- [Stated task]: According to the passage below on philosophy as a career, which two philosophers influenced the writer's personal journey?

___ Excerpted passage

As I started to explore philosophy as a career, I realized there were two questions I had to think about.

  1. What do I want to teach people?
  2. How do I want to influence public life and action?

The two questions are tangled up in some weird ways, but I think it’s best to start with what I mean by them in their most nebulous and existential-dread-inducing forms.

Every time it comes up that I am an academic, folks ask me what I am researching. The actual answer to this question is difficult on two levels; the first is that I’m intellectually promiscuous, usually chasing three or four research projects at a time, and the second is that I’ve never been able to come up with an English sentence that expresses my consistent area of research: a constructivist theory of the normativity of meaning and reasons.

The better approach I’ve found is that I do better, both as a conversation partner and human being, if I try to offer one interesting piece of philosophical insight that might be of some genuine value to the person kind enough to ask.

It is also a really good exercise for teaching, because being able to say something that’s accessible, interesting, and useful all at once is a pedagogical trifecta.

The second second question is one that, realistically, should’ve bothered me for a lot longer. My father is socially and politically active, and a sense of civic responsibility was an inescapable lesson throughout my childhood, but I really started to think about it when I had started engaging with bioethics, and saw that philosophers had the potential to seriously impact public policy and professional ethics in ways that made a demonstrable difference.

There are a lot of philosophers who embody this approach well, though the particular philosophers who influenced my personal journey were Matthew Liao and David DeGrazia. Philosophers aren’t political activists, or even politically interested, by necessity, but one of the odd vocational obligations that comes with studying and teaching ethics seems to be the obligation to make one’s moral community more ethical.

I don’t particularly want to get into how I’m going about answering these questions. My answers are still developing, and I’m far from confident in them; they’re also longer than would make sense for this post.

I will say, though, that it is something to think about in public engagement, understood in the broadest sense of the idea. Blogging (and the rest of the social media domain) provides a useful outlet for that; one in which I’m trying to become competent. General conversation is another. Teaching the lower-division philosophy course (with the knowledge that most of your students may never take another) is a third. All of these provide an opportunity for consideration of how to answer these two questions.

______
___ Dataset extract

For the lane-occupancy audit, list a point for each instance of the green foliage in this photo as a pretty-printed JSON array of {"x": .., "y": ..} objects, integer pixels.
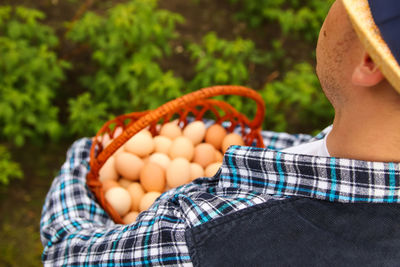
[
  {"x": 303, "y": 18},
  {"x": 8, "y": 169},
  {"x": 297, "y": 100},
  {"x": 126, "y": 45},
  {"x": 221, "y": 61},
  {"x": 30, "y": 75}
]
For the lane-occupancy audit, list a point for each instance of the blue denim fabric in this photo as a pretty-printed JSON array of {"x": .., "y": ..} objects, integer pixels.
[{"x": 300, "y": 232}]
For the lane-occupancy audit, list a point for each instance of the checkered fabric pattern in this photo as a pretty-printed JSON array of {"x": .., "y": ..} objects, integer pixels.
[{"x": 75, "y": 230}]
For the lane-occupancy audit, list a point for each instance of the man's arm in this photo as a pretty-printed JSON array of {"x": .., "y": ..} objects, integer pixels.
[{"x": 75, "y": 230}]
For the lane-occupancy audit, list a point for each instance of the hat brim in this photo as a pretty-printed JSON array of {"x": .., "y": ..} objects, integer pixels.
[{"x": 370, "y": 36}]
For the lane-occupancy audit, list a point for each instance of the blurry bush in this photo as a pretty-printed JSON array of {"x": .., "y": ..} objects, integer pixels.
[
  {"x": 126, "y": 45},
  {"x": 297, "y": 100},
  {"x": 30, "y": 74},
  {"x": 302, "y": 18},
  {"x": 8, "y": 169}
]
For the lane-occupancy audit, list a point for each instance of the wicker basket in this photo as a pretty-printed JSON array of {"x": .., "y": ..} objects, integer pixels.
[{"x": 195, "y": 105}]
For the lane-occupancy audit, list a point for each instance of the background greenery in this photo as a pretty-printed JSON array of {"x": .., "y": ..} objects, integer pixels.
[{"x": 66, "y": 67}]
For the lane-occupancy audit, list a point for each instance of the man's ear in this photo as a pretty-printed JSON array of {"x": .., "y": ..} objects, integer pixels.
[{"x": 367, "y": 73}]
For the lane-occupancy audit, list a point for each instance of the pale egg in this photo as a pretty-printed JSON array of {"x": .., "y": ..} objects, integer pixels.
[
  {"x": 181, "y": 147},
  {"x": 130, "y": 217},
  {"x": 232, "y": 139},
  {"x": 108, "y": 184},
  {"x": 136, "y": 192},
  {"x": 215, "y": 135},
  {"x": 204, "y": 154},
  {"x": 162, "y": 144},
  {"x": 161, "y": 159},
  {"x": 171, "y": 130},
  {"x": 108, "y": 171},
  {"x": 141, "y": 144},
  {"x": 148, "y": 200},
  {"x": 119, "y": 199},
  {"x": 196, "y": 171},
  {"x": 212, "y": 169},
  {"x": 128, "y": 165},
  {"x": 219, "y": 157},
  {"x": 195, "y": 131},
  {"x": 152, "y": 177},
  {"x": 125, "y": 183},
  {"x": 178, "y": 172}
]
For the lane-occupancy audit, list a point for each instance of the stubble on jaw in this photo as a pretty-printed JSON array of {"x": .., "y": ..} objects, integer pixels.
[{"x": 331, "y": 76}]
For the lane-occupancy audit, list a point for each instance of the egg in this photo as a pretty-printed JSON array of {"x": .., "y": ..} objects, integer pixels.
[
  {"x": 215, "y": 135},
  {"x": 162, "y": 144},
  {"x": 108, "y": 184},
  {"x": 161, "y": 159},
  {"x": 128, "y": 165},
  {"x": 119, "y": 199},
  {"x": 171, "y": 130},
  {"x": 148, "y": 200},
  {"x": 181, "y": 147},
  {"x": 136, "y": 192},
  {"x": 204, "y": 154},
  {"x": 212, "y": 169},
  {"x": 178, "y": 172},
  {"x": 196, "y": 171},
  {"x": 218, "y": 156},
  {"x": 106, "y": 140},
  {"x": 152, "y": 177},
  {"x": 141, "y": 144},
  {"x": 195, "y": 131},
  {"x": 118, "y": 131},
  {"x": 130, "y": 217},
  {"x": 231, "y": 140},
  {"x": 108, "y": 171},
  {"x": 125, "y": 183}
]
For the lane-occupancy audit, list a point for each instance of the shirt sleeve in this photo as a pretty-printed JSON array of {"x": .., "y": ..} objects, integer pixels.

______

- [Reply to the exercise]: Matthew Liao and David DeGrazia.